Request » Select every line in the material below that contains the word "sidewalk", and copy each of those lines.
━━━━━ Recorded information ━━━━━
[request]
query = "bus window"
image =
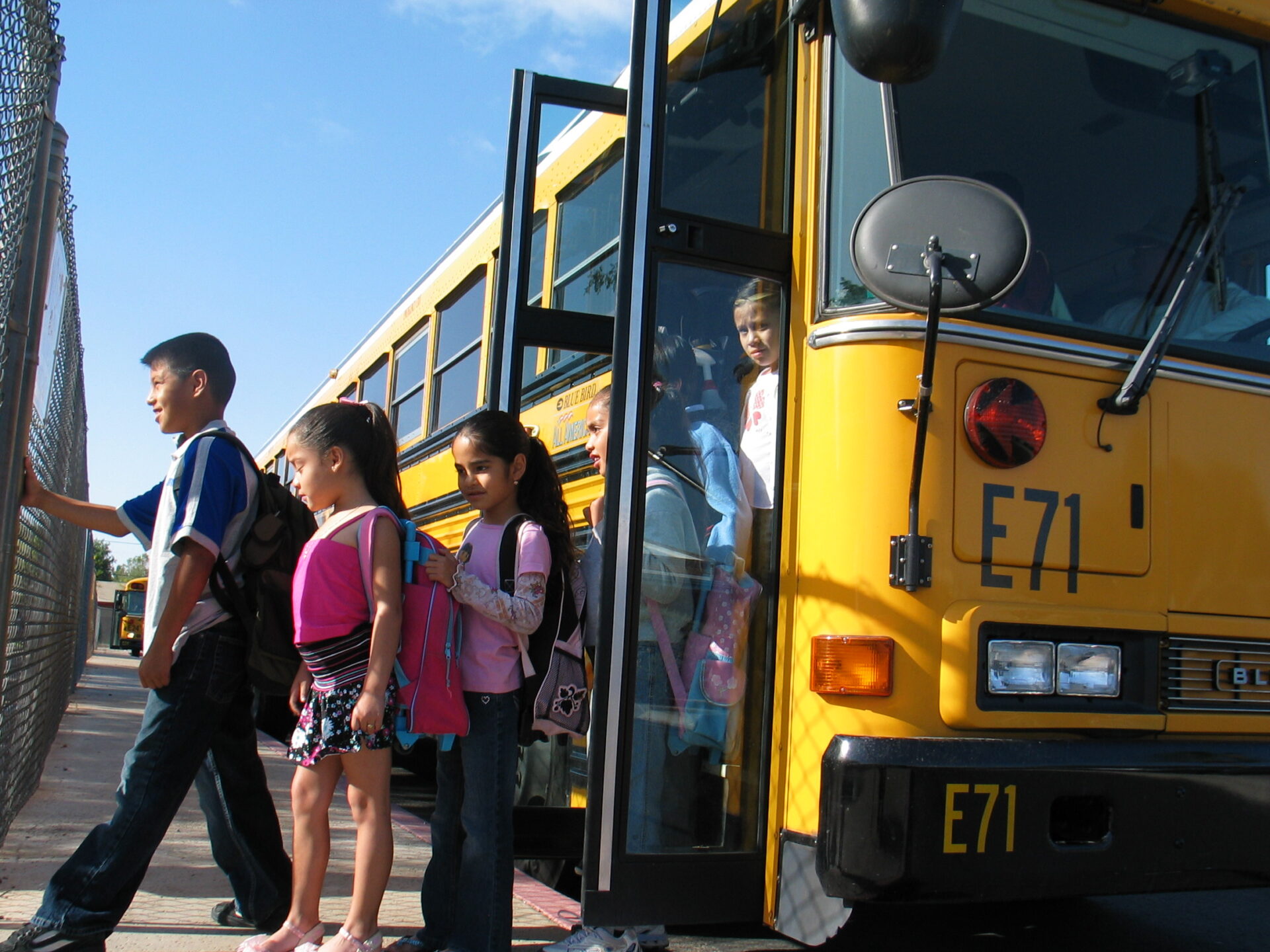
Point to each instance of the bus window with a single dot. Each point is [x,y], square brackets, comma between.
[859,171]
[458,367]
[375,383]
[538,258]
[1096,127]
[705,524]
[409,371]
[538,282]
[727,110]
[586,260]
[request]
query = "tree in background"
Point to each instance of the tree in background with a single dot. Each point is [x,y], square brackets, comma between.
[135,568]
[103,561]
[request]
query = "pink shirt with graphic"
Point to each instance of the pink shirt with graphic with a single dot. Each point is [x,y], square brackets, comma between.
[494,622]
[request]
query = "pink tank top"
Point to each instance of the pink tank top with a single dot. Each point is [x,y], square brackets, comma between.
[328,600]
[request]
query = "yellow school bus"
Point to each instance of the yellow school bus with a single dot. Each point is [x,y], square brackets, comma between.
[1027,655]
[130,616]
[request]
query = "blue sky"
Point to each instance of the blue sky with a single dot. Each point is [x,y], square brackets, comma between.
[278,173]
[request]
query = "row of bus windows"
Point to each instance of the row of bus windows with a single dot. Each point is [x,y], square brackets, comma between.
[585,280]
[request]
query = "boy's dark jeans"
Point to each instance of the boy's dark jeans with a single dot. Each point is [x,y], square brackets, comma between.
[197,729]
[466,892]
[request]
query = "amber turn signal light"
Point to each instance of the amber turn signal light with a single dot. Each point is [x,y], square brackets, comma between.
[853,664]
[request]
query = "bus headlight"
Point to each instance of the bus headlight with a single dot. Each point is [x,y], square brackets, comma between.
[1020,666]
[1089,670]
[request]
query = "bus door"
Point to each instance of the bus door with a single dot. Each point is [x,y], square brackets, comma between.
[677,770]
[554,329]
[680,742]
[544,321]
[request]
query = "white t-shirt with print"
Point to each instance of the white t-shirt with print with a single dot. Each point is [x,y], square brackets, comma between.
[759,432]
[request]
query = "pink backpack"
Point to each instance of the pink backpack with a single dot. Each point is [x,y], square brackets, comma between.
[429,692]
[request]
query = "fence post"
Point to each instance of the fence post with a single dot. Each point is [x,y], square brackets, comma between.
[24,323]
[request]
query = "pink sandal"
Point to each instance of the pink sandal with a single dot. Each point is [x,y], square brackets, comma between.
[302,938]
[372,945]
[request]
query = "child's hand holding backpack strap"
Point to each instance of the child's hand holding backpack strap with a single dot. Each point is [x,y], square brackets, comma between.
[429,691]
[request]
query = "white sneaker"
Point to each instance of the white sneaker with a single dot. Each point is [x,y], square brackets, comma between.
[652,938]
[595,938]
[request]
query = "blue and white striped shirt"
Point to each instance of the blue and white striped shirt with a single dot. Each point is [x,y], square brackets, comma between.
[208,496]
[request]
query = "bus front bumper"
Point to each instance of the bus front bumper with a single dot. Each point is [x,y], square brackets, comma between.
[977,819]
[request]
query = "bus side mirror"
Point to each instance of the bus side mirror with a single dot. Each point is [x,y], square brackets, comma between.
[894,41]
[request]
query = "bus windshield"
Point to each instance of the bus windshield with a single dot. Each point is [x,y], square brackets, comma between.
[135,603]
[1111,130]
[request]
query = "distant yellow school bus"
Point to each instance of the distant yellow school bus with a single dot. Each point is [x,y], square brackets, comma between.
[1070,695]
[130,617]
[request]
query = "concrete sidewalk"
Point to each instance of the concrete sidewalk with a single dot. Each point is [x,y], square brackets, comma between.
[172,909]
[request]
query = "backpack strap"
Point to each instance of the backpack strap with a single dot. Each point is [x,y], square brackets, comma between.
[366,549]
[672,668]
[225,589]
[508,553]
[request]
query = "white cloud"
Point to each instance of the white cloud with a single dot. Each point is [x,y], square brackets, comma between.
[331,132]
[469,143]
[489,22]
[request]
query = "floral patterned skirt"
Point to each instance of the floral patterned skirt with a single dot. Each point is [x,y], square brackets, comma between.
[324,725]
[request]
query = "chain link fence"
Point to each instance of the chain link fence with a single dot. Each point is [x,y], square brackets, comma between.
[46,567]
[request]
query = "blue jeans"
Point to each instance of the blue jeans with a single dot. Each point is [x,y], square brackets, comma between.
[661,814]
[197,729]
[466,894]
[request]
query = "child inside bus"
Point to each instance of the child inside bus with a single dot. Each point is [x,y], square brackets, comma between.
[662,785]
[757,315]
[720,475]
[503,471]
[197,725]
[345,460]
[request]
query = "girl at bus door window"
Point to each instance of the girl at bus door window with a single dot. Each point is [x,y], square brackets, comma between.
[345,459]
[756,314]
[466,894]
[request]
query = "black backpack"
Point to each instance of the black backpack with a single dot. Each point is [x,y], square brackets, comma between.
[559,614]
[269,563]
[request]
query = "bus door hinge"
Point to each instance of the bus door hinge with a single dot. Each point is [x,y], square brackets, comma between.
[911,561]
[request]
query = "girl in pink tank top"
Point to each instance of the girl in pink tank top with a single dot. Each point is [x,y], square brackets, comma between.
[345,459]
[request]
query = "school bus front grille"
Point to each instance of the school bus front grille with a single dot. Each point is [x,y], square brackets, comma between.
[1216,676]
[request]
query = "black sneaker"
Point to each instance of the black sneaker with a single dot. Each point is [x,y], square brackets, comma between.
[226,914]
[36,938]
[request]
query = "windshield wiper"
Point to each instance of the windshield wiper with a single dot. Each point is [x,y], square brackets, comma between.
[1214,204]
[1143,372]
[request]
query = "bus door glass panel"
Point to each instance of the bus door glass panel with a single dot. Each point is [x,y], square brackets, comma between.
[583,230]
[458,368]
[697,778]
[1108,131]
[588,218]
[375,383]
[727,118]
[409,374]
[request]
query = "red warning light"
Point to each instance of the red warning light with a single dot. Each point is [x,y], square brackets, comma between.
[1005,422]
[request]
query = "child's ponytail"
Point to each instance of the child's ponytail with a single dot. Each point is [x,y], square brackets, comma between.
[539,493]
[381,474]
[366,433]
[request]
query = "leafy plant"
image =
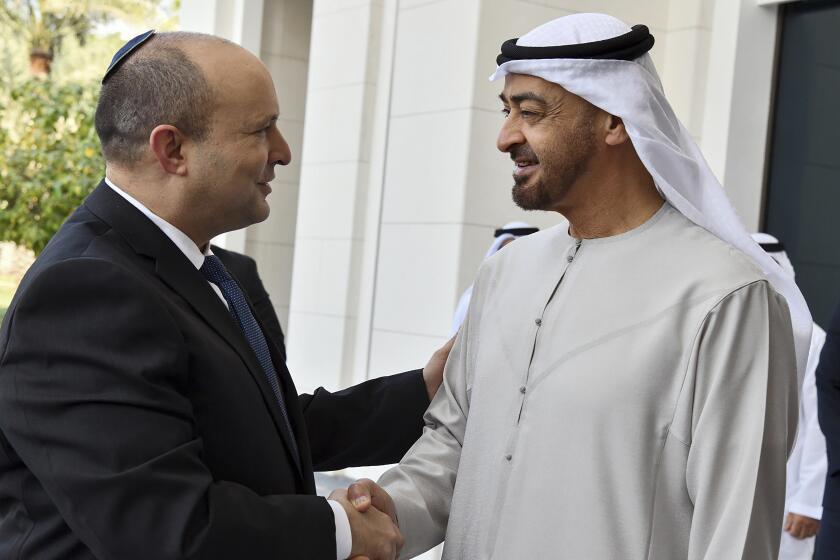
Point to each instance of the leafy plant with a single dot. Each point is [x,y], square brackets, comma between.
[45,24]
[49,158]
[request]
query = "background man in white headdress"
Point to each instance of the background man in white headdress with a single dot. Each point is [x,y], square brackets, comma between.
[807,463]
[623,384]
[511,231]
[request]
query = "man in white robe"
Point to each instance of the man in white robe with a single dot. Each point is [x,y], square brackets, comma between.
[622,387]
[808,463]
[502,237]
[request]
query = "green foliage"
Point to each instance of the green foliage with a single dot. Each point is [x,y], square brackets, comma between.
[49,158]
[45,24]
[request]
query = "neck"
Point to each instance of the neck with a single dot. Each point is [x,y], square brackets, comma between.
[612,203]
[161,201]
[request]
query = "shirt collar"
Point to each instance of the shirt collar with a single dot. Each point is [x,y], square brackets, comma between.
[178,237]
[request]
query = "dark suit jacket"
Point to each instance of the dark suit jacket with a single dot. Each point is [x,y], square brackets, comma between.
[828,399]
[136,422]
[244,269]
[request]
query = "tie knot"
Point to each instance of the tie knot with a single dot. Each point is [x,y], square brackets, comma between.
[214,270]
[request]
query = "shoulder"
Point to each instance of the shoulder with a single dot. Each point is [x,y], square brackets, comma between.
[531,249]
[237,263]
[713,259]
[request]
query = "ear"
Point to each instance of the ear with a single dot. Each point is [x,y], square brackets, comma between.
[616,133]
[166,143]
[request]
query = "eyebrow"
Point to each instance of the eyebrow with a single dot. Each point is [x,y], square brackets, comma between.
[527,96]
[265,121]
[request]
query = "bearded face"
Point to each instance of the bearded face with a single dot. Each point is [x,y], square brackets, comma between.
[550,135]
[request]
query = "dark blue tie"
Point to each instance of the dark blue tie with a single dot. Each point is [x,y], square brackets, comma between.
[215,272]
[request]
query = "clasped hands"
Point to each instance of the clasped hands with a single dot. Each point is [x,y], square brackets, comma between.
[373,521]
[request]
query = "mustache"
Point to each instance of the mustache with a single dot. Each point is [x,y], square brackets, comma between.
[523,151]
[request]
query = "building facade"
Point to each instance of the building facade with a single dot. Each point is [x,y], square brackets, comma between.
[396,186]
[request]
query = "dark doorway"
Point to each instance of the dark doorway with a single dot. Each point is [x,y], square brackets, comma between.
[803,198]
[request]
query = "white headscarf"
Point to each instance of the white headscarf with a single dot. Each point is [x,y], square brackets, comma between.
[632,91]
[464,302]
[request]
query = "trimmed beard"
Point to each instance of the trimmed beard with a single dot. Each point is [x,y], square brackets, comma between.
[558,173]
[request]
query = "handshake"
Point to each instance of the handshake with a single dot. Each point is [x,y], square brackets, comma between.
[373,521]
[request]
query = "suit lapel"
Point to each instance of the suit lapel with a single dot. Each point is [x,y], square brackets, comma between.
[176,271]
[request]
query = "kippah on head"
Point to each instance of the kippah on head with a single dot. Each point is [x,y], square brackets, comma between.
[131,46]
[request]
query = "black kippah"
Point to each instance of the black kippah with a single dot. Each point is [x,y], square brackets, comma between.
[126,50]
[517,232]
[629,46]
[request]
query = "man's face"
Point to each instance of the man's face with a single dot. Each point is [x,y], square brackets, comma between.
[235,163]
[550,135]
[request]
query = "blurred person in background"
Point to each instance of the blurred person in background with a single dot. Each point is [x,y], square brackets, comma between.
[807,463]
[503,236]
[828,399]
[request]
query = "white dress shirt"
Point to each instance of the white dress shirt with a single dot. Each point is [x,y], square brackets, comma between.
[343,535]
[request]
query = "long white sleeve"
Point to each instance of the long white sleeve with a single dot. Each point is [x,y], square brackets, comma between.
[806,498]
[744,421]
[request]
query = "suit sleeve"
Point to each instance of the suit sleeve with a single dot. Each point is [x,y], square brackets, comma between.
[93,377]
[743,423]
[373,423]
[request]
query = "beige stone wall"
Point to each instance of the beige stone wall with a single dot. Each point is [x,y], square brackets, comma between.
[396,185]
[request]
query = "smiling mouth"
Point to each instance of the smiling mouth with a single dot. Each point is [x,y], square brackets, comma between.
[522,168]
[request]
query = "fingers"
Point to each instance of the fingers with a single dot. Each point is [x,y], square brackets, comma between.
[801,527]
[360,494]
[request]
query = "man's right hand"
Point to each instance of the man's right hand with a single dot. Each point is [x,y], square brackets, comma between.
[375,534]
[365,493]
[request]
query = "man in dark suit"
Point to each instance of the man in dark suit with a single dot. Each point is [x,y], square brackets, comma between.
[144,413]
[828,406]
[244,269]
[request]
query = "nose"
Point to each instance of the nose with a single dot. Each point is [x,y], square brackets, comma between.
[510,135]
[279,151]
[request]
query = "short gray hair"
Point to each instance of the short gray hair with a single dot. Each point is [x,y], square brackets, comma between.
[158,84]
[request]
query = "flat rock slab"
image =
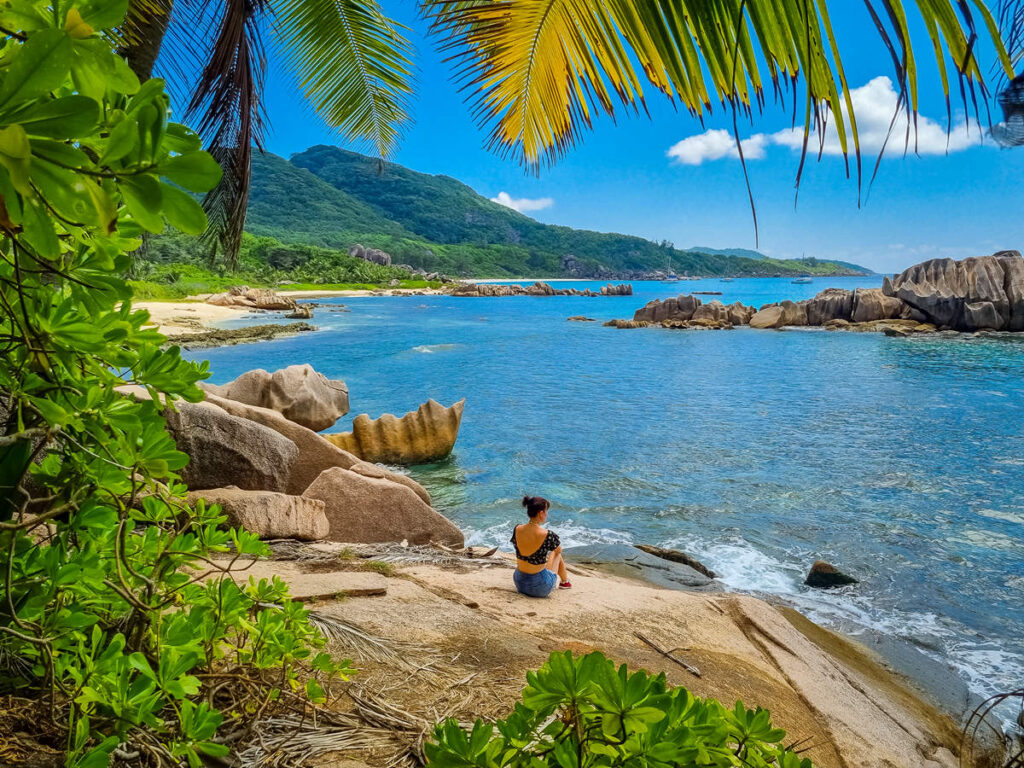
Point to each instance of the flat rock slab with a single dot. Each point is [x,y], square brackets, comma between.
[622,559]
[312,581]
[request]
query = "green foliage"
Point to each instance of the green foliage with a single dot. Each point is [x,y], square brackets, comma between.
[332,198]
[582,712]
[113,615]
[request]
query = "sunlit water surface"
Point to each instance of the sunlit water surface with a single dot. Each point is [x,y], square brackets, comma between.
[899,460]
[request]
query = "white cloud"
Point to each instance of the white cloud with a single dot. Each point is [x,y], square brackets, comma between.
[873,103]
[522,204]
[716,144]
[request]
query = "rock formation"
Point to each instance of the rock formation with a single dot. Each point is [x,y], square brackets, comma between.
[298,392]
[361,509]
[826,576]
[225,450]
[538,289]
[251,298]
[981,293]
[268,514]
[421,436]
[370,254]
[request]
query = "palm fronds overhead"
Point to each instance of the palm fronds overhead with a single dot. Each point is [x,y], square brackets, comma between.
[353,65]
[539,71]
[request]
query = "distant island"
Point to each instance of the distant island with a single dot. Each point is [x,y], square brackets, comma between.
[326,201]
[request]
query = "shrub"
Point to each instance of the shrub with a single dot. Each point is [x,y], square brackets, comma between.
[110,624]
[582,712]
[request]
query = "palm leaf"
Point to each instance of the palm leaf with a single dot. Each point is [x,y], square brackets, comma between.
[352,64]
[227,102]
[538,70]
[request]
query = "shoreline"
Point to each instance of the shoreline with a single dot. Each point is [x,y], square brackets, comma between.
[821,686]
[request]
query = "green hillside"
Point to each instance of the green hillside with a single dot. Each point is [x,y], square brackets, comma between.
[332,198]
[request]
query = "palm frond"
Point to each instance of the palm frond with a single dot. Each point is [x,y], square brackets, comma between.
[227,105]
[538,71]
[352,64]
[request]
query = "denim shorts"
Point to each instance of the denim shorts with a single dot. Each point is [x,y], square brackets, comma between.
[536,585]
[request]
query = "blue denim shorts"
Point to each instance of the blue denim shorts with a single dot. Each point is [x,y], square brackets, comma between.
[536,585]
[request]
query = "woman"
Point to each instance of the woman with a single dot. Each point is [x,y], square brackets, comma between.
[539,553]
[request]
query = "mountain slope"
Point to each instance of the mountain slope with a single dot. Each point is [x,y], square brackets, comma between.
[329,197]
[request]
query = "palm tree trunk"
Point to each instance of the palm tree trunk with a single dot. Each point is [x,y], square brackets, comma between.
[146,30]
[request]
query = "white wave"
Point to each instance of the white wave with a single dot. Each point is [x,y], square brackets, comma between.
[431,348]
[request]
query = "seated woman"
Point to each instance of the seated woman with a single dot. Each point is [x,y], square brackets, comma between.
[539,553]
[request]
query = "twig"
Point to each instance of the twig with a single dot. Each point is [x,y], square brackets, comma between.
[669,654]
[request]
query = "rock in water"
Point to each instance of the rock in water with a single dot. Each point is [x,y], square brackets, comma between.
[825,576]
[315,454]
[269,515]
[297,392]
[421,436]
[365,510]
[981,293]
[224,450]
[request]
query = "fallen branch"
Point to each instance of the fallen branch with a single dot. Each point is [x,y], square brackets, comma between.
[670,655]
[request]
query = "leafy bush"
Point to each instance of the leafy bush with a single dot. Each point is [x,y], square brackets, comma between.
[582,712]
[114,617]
━━━━━
The solution »
query = "concrete sidewalk"
Point to each instance of the concrete sidewalk with a single dot. Each point is [x,y], square brackets, comma between.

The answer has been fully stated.